### EXERCISE REQUIREMENTS
The answer must consist of the listing, reproduced exactly.

### SUPPLIED DATA
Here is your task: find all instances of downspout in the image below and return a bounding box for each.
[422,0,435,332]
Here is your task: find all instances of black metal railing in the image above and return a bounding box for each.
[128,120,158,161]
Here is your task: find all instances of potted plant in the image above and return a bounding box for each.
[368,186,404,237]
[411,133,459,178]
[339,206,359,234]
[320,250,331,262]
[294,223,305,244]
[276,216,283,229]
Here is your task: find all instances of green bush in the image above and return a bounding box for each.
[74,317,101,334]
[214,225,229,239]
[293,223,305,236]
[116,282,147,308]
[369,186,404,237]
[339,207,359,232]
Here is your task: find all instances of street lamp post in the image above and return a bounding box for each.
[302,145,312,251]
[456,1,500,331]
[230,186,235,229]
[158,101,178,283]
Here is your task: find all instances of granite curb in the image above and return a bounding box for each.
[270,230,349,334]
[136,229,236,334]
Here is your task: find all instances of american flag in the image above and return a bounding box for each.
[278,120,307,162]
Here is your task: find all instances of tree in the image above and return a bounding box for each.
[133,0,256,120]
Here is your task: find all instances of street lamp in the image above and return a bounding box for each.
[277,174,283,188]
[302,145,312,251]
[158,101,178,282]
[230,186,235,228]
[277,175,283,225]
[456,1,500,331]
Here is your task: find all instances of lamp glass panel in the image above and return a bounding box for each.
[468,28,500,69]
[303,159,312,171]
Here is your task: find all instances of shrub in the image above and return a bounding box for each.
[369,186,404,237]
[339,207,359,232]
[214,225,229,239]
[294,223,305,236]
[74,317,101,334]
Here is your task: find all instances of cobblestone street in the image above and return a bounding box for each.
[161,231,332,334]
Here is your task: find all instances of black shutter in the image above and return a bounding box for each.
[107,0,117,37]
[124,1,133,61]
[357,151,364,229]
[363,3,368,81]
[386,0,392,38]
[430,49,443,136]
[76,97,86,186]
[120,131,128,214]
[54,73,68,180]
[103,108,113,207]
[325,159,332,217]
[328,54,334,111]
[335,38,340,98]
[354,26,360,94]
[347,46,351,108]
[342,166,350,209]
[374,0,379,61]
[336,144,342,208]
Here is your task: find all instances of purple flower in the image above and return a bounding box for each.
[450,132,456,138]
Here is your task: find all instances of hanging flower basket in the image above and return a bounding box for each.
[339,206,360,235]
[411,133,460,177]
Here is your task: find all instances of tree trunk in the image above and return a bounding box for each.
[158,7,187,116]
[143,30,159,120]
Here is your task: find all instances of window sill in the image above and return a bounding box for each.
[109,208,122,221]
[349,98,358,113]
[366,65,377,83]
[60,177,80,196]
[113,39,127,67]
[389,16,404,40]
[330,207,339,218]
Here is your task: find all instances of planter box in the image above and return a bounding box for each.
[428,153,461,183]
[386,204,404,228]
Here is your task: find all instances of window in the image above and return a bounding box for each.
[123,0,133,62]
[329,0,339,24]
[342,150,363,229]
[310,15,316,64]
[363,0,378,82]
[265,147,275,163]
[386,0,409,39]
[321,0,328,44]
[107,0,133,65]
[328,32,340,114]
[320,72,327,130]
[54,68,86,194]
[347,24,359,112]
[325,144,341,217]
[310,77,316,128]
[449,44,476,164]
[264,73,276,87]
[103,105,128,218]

### TASK OUTPUT
Here is your task: find all instances of downspout in the image below and return a bounding box for each.
[422,0,435,332]
Here is your task: find all instances of black metal railing in the image above and return a bounding box for each.
[128,120,158,161]
Here is your task: find all instances of potted plant in the image above and return a bounding box for each.
[368,186,404,237]
[411,133,459,178]
[339,206,359,234]
[320,250,331,262]
[294,223,305,244]
[276,216,283,229]
Here is your task: find all instances of green bush in the image above and return a bounding box for each.
[74,317,101,334]
[214,225,229,239]
[293,223,305,236]
[116,282,147,308]
[369,186,404,237]
[339,207,359,232]
Here is your task: find all instances of street lamp post in the image above and return a bounding box for each.
[302,145,312,251]
[456,1,500,331]
[230,186,235,229]
[158,101,178,283]
Here is your task: find all instances of granite curb in the image above and return a bounding box for each.
[270,230,349,334]
[136,229,236,334]
Here is your task: find all instances of american flag in the image above and return a bounding box for each.
[278,120,307,162]
Here is your task: find all instances of tree in the image above and return a bounding box for each.
[133,0,256,120]
Here is your task: find all instances of street lamp in the image above and return a bounding box for each.
[277,174,283,188]
[302,145,312,251]
[158,101,178,282]
[230,186,235,228]
[277,175,283,225]
[456,1,500,331]
Here is your task: find all instances of lamp glass panel in the image above and return a bounding box for each.
[468,28,500,69]
[303,159,312,171]
Here is your task: find all instances of shrub in the image above and return a bounding box for each.
[369,186,404,237]
[339,207,359,232]
[214,225,229,239]
[294,223,305,236]
[74,317,101,334]
Here is your task: find all instances of cobblestone street in the image above and return a bounding box for each.
[161,231,332,334]
Here is your task: find all instances of black shutter in the image above and return a bounding box for each.
[107,0,117,37]
[124,1,133,61]
[357,151,364,229]
[363,3,368,81]
[386,0,392,38]
[430,49,443,136]
[76,97,86,186]
[120,131,128,214]
[54,73,68,180]
[103,108,113,207]
[325,159,332,217]
[328,54,334,111]
[335,38,340,98]
[354,26,360,94]
[347,46,351,108]
[342,166,350,209]
[374,0,379,61]
[336,144,342,208]
Here is your task: find all instances of purple flower in the image above and return a bounding box for each.
[450,132,456,138]
Here is your task: find all instances of hanging flower basket in the image above and return a bounding box for each.
[339,206,360,235]
[411,133,460,177]
Here is your task: find all instances of tree trunk in the image above and return a bounding box for each.
[158,7,187,116]
[143,30,159,120]
Here is your task: find all instances of window sill in the image above and return a bounding box for each.
[109,208,122,221]
[349,98,358,113]
[366,65,377,83]
[60,177,80,196]
[113,39,127,67]
[389,16,404,40]
[330,207,339,218]
Here is your task: find all instances of planter box in the image above and return a bounding box for each.
[428,153,461,183]
[386,204,404,228]
Here is your task: find all instances of window in the image above and return a bounding box for each.
[123,0,133,62]
[329,0,339,24]
[342,150,363,229]
[310,15,316,64]
[363,0,378,82]
[265,147,275,163]
[386,0,409,39]
[321,0,328,44]
[107,0,133,65]
[328,32,340,114]
[320,72,327,130]
[54,68,86,194]
[347,24,359,112]
[325,144,341,217]
[310,77,316,128]
[449,44,476,164]
[264,73,276,87]
[103,105,128,218]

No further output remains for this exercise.